=== BRIEF ===
Please repeat the entries word for word and keep the images out.

Entries taken from a collection:
*** Begin section ***

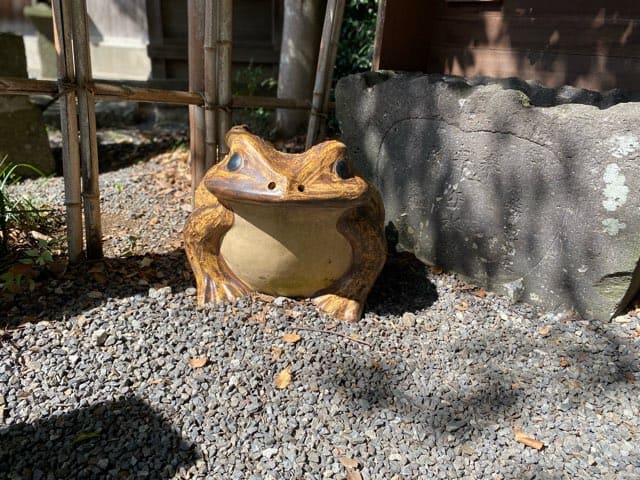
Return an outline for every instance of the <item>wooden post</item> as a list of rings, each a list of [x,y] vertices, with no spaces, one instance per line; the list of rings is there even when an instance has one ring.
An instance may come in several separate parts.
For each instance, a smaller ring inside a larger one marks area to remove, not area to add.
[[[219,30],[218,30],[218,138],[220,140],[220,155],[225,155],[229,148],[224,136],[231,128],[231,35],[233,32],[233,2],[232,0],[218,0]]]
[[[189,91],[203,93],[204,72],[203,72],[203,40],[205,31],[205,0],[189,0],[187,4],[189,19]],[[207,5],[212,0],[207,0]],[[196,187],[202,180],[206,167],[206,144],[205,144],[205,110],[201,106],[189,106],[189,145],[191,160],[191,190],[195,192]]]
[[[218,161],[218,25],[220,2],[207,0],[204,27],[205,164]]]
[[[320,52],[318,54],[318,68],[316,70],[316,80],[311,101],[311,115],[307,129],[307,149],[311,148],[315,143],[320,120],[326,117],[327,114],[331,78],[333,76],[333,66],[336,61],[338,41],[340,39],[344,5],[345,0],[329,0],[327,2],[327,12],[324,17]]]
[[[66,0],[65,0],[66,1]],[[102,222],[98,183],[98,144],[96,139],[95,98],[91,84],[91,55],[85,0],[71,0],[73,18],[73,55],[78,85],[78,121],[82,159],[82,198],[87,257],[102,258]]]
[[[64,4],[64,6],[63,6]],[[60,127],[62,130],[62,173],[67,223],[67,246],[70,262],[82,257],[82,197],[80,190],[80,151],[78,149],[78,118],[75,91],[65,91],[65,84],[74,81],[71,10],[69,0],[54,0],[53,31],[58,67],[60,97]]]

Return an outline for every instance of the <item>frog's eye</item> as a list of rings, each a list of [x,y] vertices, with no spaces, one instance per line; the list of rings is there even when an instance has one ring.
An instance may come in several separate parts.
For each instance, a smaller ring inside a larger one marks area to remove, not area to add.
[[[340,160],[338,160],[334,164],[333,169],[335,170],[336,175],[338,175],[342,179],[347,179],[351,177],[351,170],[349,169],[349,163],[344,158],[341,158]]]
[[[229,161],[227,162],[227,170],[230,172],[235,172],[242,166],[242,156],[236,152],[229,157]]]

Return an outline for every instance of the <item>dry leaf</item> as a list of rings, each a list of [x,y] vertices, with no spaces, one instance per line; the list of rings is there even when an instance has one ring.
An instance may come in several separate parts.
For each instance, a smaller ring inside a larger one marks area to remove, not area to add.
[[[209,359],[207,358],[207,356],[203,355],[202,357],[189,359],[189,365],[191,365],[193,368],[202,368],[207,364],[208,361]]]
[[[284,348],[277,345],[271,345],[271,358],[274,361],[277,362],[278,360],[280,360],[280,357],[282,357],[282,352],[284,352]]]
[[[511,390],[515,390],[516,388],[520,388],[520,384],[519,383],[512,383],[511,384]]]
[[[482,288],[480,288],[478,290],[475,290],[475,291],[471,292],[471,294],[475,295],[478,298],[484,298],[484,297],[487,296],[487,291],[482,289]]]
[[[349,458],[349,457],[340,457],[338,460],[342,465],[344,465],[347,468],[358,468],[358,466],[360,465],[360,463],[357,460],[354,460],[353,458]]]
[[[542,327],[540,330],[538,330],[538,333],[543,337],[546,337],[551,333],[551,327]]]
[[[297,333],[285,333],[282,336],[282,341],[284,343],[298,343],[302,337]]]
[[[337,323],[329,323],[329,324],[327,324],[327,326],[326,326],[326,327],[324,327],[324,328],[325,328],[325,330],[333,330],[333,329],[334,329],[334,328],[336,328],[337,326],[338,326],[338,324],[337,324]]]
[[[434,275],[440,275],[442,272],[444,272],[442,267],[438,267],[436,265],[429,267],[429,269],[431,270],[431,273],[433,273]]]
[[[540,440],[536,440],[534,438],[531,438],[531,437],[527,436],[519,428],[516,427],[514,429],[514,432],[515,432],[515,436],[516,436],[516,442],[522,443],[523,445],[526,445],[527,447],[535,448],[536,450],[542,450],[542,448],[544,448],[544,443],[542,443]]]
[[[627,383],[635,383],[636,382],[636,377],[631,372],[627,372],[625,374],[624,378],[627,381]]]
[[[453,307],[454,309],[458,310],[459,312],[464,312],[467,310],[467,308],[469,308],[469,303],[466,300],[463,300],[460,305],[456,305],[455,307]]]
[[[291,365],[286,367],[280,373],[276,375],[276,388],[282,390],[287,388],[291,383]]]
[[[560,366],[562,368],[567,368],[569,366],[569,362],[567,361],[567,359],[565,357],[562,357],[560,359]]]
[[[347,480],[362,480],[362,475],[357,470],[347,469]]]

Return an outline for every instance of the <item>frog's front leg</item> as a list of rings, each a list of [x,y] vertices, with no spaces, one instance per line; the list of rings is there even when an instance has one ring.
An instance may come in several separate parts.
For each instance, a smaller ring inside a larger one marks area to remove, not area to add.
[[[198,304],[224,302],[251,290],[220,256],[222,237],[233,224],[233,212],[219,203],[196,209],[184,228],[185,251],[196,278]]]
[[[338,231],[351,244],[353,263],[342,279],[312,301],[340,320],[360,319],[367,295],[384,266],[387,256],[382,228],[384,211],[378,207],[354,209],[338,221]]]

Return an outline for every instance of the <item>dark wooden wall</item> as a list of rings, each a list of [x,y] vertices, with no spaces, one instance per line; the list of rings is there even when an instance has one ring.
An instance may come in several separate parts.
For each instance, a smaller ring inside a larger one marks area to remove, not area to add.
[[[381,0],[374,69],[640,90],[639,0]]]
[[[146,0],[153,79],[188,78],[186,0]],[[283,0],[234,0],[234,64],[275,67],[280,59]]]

*** End section ***

=== SOLUTION FOR THIS TASK ===
Return an outline for every instance of the <item>wooden post</item> as a list of rings, each a list of [x,y] vertices, with no spaces, one instance per line; the list of rings is there even when an instance has one ring.
An instance may come in several separate parts.
For each instance, a smaller ring inside a larger one marks area to remove, not area to add.
[[[219,30],[218,30],[218,138],[220,140],[220,155],[225,155],[229,148],[224,136],[231,128],[231,35],[233,32],[233,2],[232,0],[218,0]]]
[[[189,91],[203,93],[204,72],[203,72],[203,40],[205,31],[205,0],[189,0],[187,4],[189,19]],[[207,5],[212,0],[207,0]],[[196,187],[202,180],[206,167],[206,144],[205,144],[205,110],[201,106],[189,106],[189,145],[191,160],[191,190],[195,192]]]
[[[218,161],[218,25],[220,2],[207,0],[204,27],[205,164]]]
[[[320,52],[318,54],[318,68],[316,70],[316,80],[311,101],[311,115],[307,129],[307,149],[311,148],[315,143],[320,120],[326,117],[327,114],[331,78],[333,76],[333,66],[336,61],[338,41],[340,39],[344,5],[345,0],[329,0],[327,2],[327,12],[324,17]]]
[[[66,0],[65,0],[66,1]],[[102,222],[98,183],[98,144],[96,139],[95,98],[91,84],[91,55],[85,0],[71,0],[73,18],[73,55],[78,85],[78,121],[82,159],[82,198],[87,257],[102,258]]]
[[[64,4],[64,6],[63,6]],[[60,127],[62,130],[62,173],[67,223],[67,246],[70,262],[82,257],[82,197],[80,190],[80,151],[78,149],[78,118],[75,91],[65,91],[65,84],[74,81],[71,10],[69,0],[54,0],[53,31],[58,67],[60,97]]]

Return an outline for every instance of the <item>frog's eye</item> as a list of rings, each a list of [x,y] vertices, with no spaces, one instance per line; the list of rings is there even when an instance has one ring.
An instance may come in several separate parts.
For each instance, a smaller ring inside a larger one marks area to remove, not area to add.
[[[340,160],[338,160],[334,164],[333,169],[335,170],[336,175],[338,175],[342,179],[347,179],[351,177],[351,170],[349,169],[349,163],[344,158],[341,158]]]
[[[229,161],[227,162],[227,170],[230,172],[235,172],[242,166],[242,156],[236,152],[229,157]]]

Return an outline for every instance of the <item>dry leaf</item> as a list of rings, each a list of [x,y] vertices, with no spaces, one instance per line; the list of rings is there even when an instance has one ring.
An instance may come in several separate parts.
For each instance, a smaller ring inside a larger one marks area to remove, not area to add.
[[[209,359],[207,358],[207,356],[203,355],[202,357],[189,359],[189,365],[191,365],[193,368],[202,368],[207,364],[208,361]]]
[[[284,348],[277,345],[271,345],[271,358],[274,361],[277,362],[278,360],[280,360],[280,357],[282,357],[282,352],[284,352]]]
[[[511,390],[515,390],[516,388],[520,388],[520,384],[519,383],[512,383],[511,384]]]
[[[482,288],[480,288],[478,290],[475,290],[475,291],[471,292],[471,294],[475,295],[478,298],[484,298],[484,297],[487,296],[487,291],[482,289]]]
[[[349,458],[349,457],[340,457],[338,460],[342,465],[344,465],[347,468],[358,468],[358,466],[360,465],[360,463],[357,460],[354,460],[353,458]]]
[[[542,327],[540,330],[538,330],[538,333],[543,337],[546,337],[551,333],[551,327]]]
[[[297,333],[285,333],[282,336],[282,341],[284,343],[298,343],[302,337]]]
[[[337,323],[329,323],[329,324],[327,324],[327,326],[326,326],[326,327],[324,327],[324,328],[325,328],[325,330],[333,330],[333,329],[334,329],[334,328],[336,328],[337,326],[338,326],[338,324],[337,324]]]
[[[434,275],[440,275],[442,272],[444,272],[442,267],[438,267],[436,265],[429,267],[429,269],[431,270],[431,273],[433,273]]]
[[[540,440],[536,440],[534,438],[531,438],[531,437],[527,436],[519,428],[516,427],[514,429],[514,432],[515,432],[515,436],[516,436],[516,442],[522,443],[523,445],[526,445],[527,447],[535,448],[536,450],[542,450],[542,448],[544,448],[544,443],[542,443]]]
[[[627,383],[635,383],[636,382],[636,377],[631,372],[627,372],[625,374],[624,378],[627,381]]]
[[[453,307],[454,309],[458,310],[459,312],[464,312],[467,310],[467,308],[469,308],[469,303],[466,300],[463,300],[460,305],[456,305],[455,307]]]
[[[291,365],[286,367],[280,373],[276,375],[276,388],[282,390],[287,388],[291,383]]]
[[[560,366],[562,368],[567,368],[569,366],[569,362],[567,361],[567,359],[565,357],[562,357],[560,359]]]
[[[347,480],[362,480],[362,475],[357,470],[347,469]]]

Return an outline for every instance of the <item>frog's front leg</item> as a list of rings, each a list of [x,y] vertices, with no spaces, one instance per line; the list of rings is there even when an instance has one ring.
An instance may come in several separate parts.
For each instance, a smaller ring inside a larger one marks area to remove, not area to add.
[[[198,304],[224,302],[251,290],[220,256],[222,237],[233,224],[233,212],[219,203],[196,209],[184,228],[185,251],[196,278]]]
[[[338,231],[351,244],[353,263],[342,279],[312,301],[340,320],[360,319],[367,295],[384,266],[387,256],[382,228],[384,211],[378,207],[354,209],[338,221]]]

Return an outline for every instance of the <item>dark wooden wall</item> as a list of rings, each a list of [x,y] vertices, with no spaces, one instance per line; the list of rings is there even when an instance has one ring.
An instance may come in several separate parts.
For each instance, a smaller ring inside a larger one marks area to remove, not area to add.
[[[381,0],[374,69],[640,90],[639,0]]]
[[[146,0],[153,79],[188,78],[186,0]],[[283,0],[234,0],[234,64],[275,67],[280,59]]]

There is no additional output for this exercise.